Robot makes scientific discovery all by himself – erm, itself

For the first time, a robotic system has made a novel scientific discovery with virtually no human intellectual input.

Scientists designed “Adam” to carry out the entire scientific process on its own: formulating hypotheses, designing and running experiments, analyzing data, and deciding which experiments to run next…

The demonstration of autonomous science breaks major ground. Researchers have been automating portions of the scientific process for decades, using robotic laboratory instruments to screen for drugs and sequence genomes, but humans are usually responsible for forming the hypotheses and designing the experiments themselves. After the experiments are complete, the humans must exert themselves again to draw conclusions.

Adam’s British designers, led by Ross King at Aberystwyth University in Wales, acknowledge that the robot’s discoveries have been “of a modest kind” thus far. Its proving ground as a scientist has been the genome of baker’s yeast, a popular laboratory species. Baker’s yeast is one of the best understood organisms, but 10 to 15 percent of its roughly 6,000 genes have unknown functions. The scientists hoped Adam could shed light on some of these mystery genes.

> **Directions for this task**
Transcribe the passage from the article about the robot scientist, starting with "The demonstration of" and going on through "these mystery genes.".

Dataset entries
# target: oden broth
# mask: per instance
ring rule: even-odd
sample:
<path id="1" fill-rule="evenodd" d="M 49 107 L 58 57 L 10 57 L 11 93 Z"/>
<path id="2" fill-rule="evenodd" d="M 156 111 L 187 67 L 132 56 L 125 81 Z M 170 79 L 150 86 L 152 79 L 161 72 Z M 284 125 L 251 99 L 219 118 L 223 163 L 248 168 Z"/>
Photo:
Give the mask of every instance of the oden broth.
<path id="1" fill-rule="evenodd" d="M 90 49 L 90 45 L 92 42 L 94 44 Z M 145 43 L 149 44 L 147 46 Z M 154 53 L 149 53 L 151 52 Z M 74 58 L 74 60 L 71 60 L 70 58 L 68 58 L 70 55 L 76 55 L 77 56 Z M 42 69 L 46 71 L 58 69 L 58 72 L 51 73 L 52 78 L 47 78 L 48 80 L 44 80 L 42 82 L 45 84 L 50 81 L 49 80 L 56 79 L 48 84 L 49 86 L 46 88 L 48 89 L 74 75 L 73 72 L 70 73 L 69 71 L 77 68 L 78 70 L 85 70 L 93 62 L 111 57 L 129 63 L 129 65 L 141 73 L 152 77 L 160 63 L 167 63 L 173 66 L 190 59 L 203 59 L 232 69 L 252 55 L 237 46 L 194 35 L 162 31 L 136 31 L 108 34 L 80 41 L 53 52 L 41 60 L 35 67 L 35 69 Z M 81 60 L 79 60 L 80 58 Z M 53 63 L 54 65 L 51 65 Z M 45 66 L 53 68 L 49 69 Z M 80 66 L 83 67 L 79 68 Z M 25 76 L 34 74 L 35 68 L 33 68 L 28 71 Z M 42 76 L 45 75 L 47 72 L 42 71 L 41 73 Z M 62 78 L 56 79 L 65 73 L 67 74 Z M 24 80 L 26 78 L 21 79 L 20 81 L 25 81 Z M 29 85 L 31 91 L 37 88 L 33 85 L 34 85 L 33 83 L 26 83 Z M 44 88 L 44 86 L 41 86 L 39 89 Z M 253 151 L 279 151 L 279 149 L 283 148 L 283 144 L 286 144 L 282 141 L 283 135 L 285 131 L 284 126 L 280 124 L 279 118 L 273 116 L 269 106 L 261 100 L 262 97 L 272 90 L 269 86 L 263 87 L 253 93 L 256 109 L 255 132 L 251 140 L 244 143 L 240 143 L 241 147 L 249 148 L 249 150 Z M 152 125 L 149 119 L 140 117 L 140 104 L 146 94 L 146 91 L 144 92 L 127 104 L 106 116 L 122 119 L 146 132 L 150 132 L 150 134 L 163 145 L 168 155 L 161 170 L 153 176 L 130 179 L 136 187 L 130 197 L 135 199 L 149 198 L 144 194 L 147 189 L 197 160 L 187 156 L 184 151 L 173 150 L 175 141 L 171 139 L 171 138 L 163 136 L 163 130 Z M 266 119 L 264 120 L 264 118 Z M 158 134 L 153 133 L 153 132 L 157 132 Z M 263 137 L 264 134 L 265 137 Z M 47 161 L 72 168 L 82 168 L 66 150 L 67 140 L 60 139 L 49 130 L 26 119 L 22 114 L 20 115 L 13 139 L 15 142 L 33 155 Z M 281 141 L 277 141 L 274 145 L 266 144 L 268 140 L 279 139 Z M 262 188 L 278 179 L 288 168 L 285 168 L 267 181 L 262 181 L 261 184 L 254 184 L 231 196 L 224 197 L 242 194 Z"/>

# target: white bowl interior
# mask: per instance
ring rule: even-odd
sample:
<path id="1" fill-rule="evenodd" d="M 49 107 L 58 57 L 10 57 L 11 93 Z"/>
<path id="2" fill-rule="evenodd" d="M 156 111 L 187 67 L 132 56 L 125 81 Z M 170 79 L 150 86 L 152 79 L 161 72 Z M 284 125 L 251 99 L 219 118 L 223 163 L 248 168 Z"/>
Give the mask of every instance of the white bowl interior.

> **Completed task**
The demonstration of autonomous science breaks major ground. Researchers have been automating portions of the scientific process for decades, using robotic laboratory instruments to screen for drugs and sequence genomes, but humans are usually responsible for forming the hypotheses and designing the experiments themselves. After the experiments are complete, the humans must exert themselves again to draw conclusions.

Adam’s British designers, led by Ross King at Aberystwyth University in Wales, acknowledge that the robot’s discoveries have been “of a modest kind” thus far. Its proving ground as a scientist has been the genome of baker’s yeast, a popular laboratory species. Baker’s yeast is one of the best understood organisms, but 10 to 15 percent of its roughly 6,000 genes have unknown functions. The scientists hoped Adam could shed light on some of these mystery genes.